▸ **TASK LIST**
[1] In the news article about Zarqawi's sleeper cells, what date does the British intelligence report carry?
[2] Reproduce the part of the Zarqawi article starting with "Published July 15, 2004" and going on through "British intelligence report.".

U.K.: Zarqawi Set Up 'Sleeper Cells'

Published July 15, 2004

| Associated Press

Jordanian militant Abu Musab al-Zarqawi (search) set up "sleeper cells" in Baghdad before the Iraq war to attack American forces occupying the country, according to a British intelligence report.

The report, dated March 2003 and released as part of an overall review of British intelligence, forecast the string of Zarqawi's attacks against American targets during the past year "using car bombs and other weapons."

It said he was setting up groups of fighters to be activated at a later time, known in the intelligence field as "sleeper cells."

Prime Minister Tony Blair (search) claimed vindication Wednesday after a committee led by Lord Butler released its report that concluded British intelligence on Iraqi weapons of mass destruction was flawed, but said the government had not deliberately deceived anyone as it built a case for toppling Saddam Hussein.

▸ **GIVEN ENTRIES**
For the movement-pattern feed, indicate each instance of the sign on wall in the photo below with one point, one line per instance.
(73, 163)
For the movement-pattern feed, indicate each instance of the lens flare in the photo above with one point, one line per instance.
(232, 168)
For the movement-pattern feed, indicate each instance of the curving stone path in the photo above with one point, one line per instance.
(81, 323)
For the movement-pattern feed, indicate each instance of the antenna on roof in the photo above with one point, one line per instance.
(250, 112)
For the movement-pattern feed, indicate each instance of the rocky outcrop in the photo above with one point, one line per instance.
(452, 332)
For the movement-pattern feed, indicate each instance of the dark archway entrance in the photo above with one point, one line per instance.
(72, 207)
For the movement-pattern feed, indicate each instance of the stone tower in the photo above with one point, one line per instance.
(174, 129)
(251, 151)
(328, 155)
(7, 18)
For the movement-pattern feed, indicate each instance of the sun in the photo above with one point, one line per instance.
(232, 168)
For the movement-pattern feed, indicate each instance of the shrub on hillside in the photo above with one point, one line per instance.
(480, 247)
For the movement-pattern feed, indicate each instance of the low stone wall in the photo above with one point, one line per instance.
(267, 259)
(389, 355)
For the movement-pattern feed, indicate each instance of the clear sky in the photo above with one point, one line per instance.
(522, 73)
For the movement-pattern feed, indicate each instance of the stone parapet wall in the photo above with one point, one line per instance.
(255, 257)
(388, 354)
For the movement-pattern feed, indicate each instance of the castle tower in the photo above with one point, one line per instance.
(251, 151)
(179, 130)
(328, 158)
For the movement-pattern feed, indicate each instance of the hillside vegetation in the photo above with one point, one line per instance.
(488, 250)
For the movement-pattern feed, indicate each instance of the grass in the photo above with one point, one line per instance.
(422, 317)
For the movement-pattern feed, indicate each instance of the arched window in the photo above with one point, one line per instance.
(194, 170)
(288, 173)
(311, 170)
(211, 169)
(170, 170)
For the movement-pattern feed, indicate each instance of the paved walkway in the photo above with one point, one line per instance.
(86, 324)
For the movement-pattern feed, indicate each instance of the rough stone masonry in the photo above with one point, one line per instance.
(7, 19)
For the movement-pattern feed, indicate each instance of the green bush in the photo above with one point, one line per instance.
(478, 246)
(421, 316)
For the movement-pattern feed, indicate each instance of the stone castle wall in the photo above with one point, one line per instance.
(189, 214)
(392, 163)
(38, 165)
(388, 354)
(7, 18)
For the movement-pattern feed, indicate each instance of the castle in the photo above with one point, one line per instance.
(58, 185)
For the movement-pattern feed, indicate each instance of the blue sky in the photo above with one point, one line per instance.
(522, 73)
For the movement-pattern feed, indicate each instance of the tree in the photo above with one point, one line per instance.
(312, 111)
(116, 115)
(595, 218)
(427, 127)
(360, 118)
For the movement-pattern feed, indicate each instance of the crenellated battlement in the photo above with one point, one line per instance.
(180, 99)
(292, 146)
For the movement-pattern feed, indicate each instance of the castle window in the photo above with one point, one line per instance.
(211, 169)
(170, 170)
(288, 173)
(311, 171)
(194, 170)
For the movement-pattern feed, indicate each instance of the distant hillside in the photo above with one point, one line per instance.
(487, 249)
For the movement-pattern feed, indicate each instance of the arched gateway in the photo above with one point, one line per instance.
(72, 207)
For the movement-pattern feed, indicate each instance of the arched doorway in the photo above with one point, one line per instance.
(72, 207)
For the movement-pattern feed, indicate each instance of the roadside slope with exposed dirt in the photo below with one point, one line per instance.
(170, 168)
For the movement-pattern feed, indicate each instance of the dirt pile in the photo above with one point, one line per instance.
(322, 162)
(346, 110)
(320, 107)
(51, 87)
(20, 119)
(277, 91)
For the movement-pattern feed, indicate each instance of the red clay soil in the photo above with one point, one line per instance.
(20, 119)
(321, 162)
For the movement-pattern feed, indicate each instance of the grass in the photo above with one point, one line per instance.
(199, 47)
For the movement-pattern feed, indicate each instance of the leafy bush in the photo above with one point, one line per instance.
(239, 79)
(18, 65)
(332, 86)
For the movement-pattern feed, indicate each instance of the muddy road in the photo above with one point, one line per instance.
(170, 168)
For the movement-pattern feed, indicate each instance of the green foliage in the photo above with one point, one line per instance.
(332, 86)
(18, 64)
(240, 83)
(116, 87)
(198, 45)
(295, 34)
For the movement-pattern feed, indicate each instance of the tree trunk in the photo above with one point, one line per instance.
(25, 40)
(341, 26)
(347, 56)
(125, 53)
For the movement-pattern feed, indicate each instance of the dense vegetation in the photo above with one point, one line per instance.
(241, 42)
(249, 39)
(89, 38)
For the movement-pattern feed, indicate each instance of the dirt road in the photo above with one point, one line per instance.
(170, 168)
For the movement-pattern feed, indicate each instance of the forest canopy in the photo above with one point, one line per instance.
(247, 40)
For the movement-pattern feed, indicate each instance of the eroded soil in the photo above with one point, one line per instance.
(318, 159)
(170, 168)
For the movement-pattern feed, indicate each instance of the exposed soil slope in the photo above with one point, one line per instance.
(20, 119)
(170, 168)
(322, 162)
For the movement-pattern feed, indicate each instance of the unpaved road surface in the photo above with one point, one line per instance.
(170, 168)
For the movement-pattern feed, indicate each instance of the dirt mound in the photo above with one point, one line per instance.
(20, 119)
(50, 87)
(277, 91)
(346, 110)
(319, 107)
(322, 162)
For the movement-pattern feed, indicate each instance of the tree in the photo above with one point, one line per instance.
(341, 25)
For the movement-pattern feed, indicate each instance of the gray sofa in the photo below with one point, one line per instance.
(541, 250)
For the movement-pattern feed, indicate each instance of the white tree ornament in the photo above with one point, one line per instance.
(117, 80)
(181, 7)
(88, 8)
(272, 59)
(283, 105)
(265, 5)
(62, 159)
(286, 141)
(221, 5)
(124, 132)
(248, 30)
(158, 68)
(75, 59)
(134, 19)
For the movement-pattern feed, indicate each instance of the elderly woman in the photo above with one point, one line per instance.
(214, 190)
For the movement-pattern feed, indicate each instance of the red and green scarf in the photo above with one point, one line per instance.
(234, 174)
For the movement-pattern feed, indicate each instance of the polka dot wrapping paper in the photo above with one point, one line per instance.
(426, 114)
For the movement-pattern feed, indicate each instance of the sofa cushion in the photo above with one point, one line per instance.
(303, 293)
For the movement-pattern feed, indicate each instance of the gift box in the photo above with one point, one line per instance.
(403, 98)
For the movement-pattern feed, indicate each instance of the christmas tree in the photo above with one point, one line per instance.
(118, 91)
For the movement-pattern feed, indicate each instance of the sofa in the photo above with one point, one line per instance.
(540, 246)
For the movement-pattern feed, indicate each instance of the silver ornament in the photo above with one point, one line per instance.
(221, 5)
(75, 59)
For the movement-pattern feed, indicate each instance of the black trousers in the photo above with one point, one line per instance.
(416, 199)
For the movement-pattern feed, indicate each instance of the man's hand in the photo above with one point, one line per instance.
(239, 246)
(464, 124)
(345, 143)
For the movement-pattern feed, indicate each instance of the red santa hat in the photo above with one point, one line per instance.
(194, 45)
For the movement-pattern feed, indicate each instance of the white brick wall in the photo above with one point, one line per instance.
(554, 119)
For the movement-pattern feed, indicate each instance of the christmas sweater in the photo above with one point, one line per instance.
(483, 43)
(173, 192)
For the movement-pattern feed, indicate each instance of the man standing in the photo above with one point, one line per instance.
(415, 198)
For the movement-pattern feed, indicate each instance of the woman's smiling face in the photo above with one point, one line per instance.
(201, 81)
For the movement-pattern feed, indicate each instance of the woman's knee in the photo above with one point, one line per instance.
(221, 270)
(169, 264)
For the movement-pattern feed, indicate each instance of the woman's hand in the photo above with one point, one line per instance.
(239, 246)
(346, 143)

▸ **ANSWERS PER TASK**
[1] March 2003

[2]
Published July 15, 2004

| Associated Press

Jordanian militant Abu Musab al-Zarqawi (search) set up "sleeper cells" in Baghdad before the Iraq war to attack American forces occupying the country, according to a British intelligence report.